_Supplied material_
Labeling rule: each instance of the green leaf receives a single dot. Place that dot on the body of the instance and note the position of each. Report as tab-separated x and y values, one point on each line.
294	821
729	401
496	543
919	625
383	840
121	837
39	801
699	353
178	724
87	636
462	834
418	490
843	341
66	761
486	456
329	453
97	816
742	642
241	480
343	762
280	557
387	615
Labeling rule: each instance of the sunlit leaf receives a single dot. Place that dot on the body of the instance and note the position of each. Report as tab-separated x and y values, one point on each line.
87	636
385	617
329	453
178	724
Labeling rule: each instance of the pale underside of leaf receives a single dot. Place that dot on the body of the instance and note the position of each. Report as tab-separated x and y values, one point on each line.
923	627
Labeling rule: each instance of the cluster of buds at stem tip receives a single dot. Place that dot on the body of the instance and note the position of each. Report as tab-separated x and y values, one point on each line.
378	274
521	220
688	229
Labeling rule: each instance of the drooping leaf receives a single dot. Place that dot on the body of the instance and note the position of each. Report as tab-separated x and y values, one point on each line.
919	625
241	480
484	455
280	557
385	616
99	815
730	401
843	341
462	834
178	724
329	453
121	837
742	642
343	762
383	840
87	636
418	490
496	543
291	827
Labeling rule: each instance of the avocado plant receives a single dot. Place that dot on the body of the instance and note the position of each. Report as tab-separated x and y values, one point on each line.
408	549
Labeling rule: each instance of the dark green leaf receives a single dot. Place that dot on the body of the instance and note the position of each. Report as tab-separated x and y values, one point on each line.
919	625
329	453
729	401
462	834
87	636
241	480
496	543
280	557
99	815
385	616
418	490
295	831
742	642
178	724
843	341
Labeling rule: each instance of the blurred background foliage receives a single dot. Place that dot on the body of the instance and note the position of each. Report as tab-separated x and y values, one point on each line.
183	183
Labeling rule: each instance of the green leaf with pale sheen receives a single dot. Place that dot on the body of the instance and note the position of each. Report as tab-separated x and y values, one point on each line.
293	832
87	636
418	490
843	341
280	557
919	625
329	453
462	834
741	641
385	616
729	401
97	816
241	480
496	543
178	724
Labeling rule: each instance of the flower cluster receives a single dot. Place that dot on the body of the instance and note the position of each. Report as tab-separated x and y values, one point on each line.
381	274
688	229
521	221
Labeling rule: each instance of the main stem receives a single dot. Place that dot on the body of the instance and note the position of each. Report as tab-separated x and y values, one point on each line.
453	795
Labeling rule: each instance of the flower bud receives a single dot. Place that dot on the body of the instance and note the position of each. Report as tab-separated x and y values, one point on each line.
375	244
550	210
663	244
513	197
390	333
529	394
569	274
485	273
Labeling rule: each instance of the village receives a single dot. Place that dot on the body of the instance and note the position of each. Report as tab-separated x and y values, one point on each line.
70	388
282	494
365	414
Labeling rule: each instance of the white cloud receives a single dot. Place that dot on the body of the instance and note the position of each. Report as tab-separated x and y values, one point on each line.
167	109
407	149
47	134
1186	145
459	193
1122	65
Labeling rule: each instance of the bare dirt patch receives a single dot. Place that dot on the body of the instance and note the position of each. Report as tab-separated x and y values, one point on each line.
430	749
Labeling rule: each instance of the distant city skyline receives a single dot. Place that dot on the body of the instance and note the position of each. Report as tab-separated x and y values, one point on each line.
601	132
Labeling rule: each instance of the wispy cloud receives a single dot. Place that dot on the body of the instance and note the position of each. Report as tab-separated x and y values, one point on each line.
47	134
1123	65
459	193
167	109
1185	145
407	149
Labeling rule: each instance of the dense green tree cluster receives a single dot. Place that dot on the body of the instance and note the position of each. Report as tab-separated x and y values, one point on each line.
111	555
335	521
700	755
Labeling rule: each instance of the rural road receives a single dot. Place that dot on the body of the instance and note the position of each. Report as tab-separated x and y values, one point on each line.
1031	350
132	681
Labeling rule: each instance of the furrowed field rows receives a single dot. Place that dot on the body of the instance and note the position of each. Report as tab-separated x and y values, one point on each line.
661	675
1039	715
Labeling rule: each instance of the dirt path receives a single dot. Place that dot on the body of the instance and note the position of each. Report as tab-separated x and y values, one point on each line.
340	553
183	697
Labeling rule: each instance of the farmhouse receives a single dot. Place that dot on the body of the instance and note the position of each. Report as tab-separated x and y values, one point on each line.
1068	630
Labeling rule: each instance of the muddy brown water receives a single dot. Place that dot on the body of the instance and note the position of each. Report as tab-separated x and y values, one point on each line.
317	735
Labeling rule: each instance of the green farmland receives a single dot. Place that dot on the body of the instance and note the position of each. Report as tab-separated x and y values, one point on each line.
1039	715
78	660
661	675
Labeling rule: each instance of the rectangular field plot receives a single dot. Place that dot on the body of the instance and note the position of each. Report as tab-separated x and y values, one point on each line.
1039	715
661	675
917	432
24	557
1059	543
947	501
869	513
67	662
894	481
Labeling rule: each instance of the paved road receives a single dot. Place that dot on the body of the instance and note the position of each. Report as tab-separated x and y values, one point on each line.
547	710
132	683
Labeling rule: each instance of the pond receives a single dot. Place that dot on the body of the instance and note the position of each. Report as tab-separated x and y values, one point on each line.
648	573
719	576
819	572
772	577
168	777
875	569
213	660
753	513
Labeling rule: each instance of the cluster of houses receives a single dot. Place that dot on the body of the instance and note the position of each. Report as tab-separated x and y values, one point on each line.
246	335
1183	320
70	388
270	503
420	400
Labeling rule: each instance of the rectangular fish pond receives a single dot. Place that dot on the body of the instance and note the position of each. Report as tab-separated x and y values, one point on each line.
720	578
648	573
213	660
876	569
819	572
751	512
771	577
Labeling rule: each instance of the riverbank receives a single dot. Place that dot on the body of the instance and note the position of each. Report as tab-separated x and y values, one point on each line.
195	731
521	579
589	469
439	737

_Do this_
Nothing in the listing may be changed; retype it all exactly.

_Exercise output_
Labeling rule: each instance of the green leaf receives a single dot. Place that dot on the body of the instance and note the position of each. Report as tab-separated x and y values, one point on each line.
294	821
729	401
496	543
919	625
383	840
121	837
39	801
699	353
178	724
87	636
462	834
418	490
843	341
66	761
486	456
329	453
97	816
742	642
241	480
343	762
280	557
387	615
Labeling rule: each instance of the sunlit leaf receives a single dot. Place that dot on the body of the instance and note the position of each. Report as tab-separated x and y values, one point on each line.
87	636
385	617
329	453
178	724
Labeling rule: each instance of the pale underside of leaf receives a single dot. Place that dot on the body of the instance and note the position of each. Report as tab-separated x and y values, one point on each line.
923	627
Labeling rule: each instance of the cluster of buds at stem tip receives a single dot. Place that dot on the body of the instance and note the position of each. Report as tab-separated x and y values, one point on each line.
378	274
521	220
688	229
Labeling rule: each instance of the drooping leaf receives a single dot. Place that dot on the body of the instance and note the position of each. Report as tab-separated x and y values, one point on each line.
919	625
241	480
484	455
280	557
385	616
99	815
730	401
843	341
462	834
178	724
329	453
121	837
742	642
343	762
383	840
87	636
418	490
496	543
291	827
Labeling rule: each instance of the avocado plant receives a single dot. Place that dot on the body of the instance and note the position of each. Report as tab-separated x and y values, one point on each line.
408	549
Labeling rule: each instance of the dark green leaf receives a single dot. Place that dot on the body of the instance and note the position of each. Report as tab-separated x and y values, one point on each line.
919	625
329	453
729	401
462	834
87	636
241	480
496	543
280	557
99	815
385	616
418	490
295	831
742	642
178	724
843	341
Labeling rule: each instance of the blurred background foliage receives a single dot. Place that dot on the body of the instance and note the position of each. Report as tab-separated x and y values, one point on each line.
183	183
Labeling rule: each instance of the green leaf with pale sheen receives a single dot. Place that dot on the body of the instance and note the position of each. Report as tab-separated x and y values, one point on each line.
293	832
87	636
418	490
843	341
280	557
919	625
329	453
462	834
741	641
385	616
729	401
97	816
241	480
496	543
178	724
Labeling rule: each instance of the flower cluster receives a single dot. Place that dot on the body of the instance and note the position of each. Report as tab-separated x and y values, one point on each line.
381	274
688	229
521	221
Labeling rule: each instance of the main stem receives a single dot. Place that dot on the body of the instance and note the position of each. Report as tab-separated x and y values, one point on each line.
453	795
Labeling rule: each instance of the flower bud receives a single dot. Place that dot on the body of the instance and note the position of each. Report as tab-separated x and y values, one point on each line.
375	244
550	210
663	244
513	197
390	333
529	394
569	274
485	273
Labeling rule: each instance of the village receives a single dot. Place that dot on the body of the instance and note the position of each. Report as tab-separated x and y values, one point on each line.
70	388
282	494
365	414
Labeling rule: each instance of the white cloud receives a single dot. Place that dot on the body of the instance and note the position of each. Report as tab-separated x and y values, one point on each line.
167	109
407	149
47	134
1186	145
459	193
1122	65
Labeling rule: each instance of the bare dirt patch receives a single dot. Place that dot on the body of the instance and note the position of each. Report as tab-separated x and y values, one point on each line.
430	749
Labeling rule: each instance of the distant city skyline receives a single dot. Place that dot on the body of the instance and note the position of each. Report as tab-separated x and y values, one point on each line.
601	132
Labeling rule: each instance of the wispy cloud receives a single dot. Place that dot on the body of the instance and note the position of each. Report as tab-separated x and y values, one point on each line.
47	134
1123	65
459	193
167	109
1185	145
407	149
Labeling rule: each instance of the dense green tree cluster receives a single dot. Place that dot on the body of the instance and note the position of each. Report as tab-separated x and y values, one point on each line.
111	555
335	521
700	755
Labeling rule: each instance of the rural road receives a single dot. Place that dot on the body of the instance and note the position of each. Report as tab-separated x and y values, one point on each line.
1031	350
132	681
Labeling rule: each instance of the furrowed field rows receives a single dot. Place that dot on the body of the instance and note the position of each. Report as tab-separated x and y values, one point on each line.
661	675
1039	715
Labeling rule: each instance of the dirt path receives a single dot. Place that dot on the body of the instance and note the position of each. Report as tab-separated x and y values, one point on each line.
340	553
183	697
Labeling rule: each instance of the farmhouse receives a single dot. Place that dot on the body of the instance and note the position of each. Report as tab-separated x and y values, one point on each line.
1068	630
Labeling rule: each instance of the muddy brown water receives a single dot. Place that dot on the body of the instance and note the position of each. Report as tab-separated x and y values, one point on each line.
317	735
Labeling rule: each instance of the green farmland receives a single dot. Place that dot on the body of the instance and note the position of each. Report as tab-separated x and y values, one point on each line.
1039	715
78	660
661	675
Labeling rule: each instance of the rectangular field plot receives a single dot. Place that dot on the body of the instance and note the position of each. Report as tab-separated x and y values, one point on each line.
1039	715
661	675
917	432
24	557
1059	543
947	501
869	513
67	662
894	481
Labeling rule: each instance of the paved road receives a single dot. Place that dot on the body of the instance and note the position of each. Report as tab-separated x and y values, one point on each line.
547	710
132	683
Labeling rule: each instance of the pond receives a single dot. Place that dot on the body of the instance and note the position of each. Report as tab-separated x and y values, one point on each line.
648	573
719	576
819	572
772	577
168	777
875	569
213	660
753	513
Labeling rule: each instance of the cluster of houses receives a single dot. Place that dot on the body of the instance and note the position of each. Report as tab-separated x and y values, one point on each line.
246	335
1183	320
70	388
270	503
420	400
Labeling rule: each instance of the rectangular fish pond receives a single dot. Place that dot on the body of the instance and note the position of each. Report as tab-separated x and y values, one point on each line.
720	578
648	573
213	660
876	569
819	572
751	512
771	577
Labeling rule: each instance of the riverbank receives a single dot. Place that dot on the body of the instance and note the position of each. Report as tab-separated x and y values, one point on each line.
195	731
521	579
589	469
439	737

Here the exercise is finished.